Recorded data
□ □ □

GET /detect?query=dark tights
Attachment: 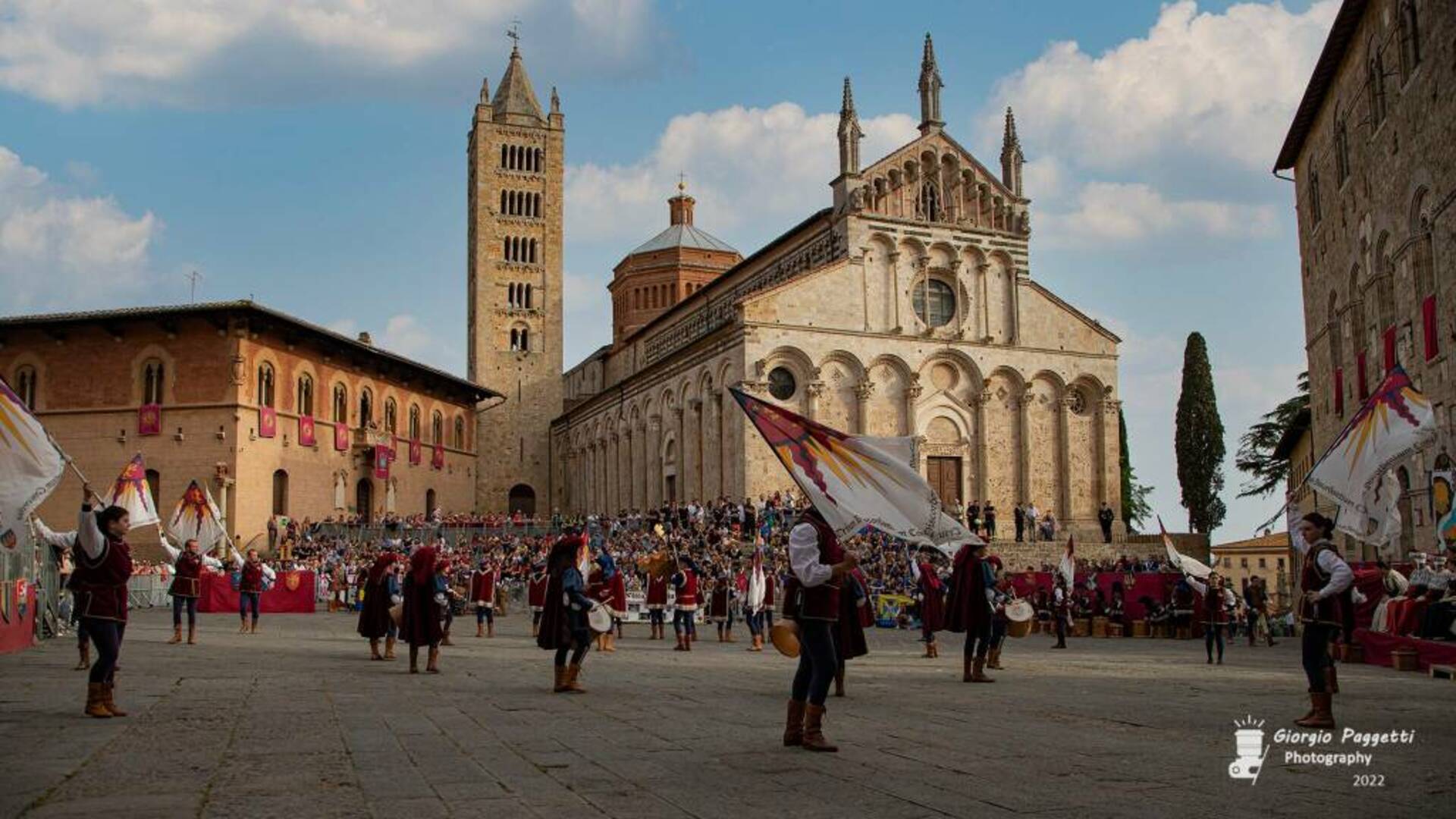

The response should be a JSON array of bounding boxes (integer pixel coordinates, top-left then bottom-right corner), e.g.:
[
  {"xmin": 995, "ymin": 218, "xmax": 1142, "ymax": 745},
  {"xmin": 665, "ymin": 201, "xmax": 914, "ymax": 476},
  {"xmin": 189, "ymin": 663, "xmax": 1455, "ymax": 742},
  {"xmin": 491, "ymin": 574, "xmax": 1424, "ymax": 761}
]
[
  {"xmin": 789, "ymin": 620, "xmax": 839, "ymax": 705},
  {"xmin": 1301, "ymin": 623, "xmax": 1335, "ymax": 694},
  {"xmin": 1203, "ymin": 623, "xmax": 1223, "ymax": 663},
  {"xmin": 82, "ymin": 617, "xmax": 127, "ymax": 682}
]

□ □ □

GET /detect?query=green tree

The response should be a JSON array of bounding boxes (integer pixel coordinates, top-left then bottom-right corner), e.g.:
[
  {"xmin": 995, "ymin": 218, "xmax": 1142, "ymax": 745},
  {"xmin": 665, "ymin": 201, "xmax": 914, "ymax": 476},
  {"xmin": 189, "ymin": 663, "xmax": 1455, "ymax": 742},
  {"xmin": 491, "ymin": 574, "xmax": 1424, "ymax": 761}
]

□ □ □

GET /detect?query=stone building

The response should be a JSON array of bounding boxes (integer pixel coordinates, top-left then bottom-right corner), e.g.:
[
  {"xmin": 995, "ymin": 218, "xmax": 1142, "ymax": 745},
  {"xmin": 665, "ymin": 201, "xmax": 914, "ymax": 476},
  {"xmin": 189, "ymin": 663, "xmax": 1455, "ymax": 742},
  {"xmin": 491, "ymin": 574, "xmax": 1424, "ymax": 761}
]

□ □ □

§ WRITTEN TASK: Please show every line of the listing above that contains the string "detect", matching case exactly.

§ TASK SOLUTION:
GET /detect?query=dark tights
GET /detect?query=green tree
GET /detect?query=stone building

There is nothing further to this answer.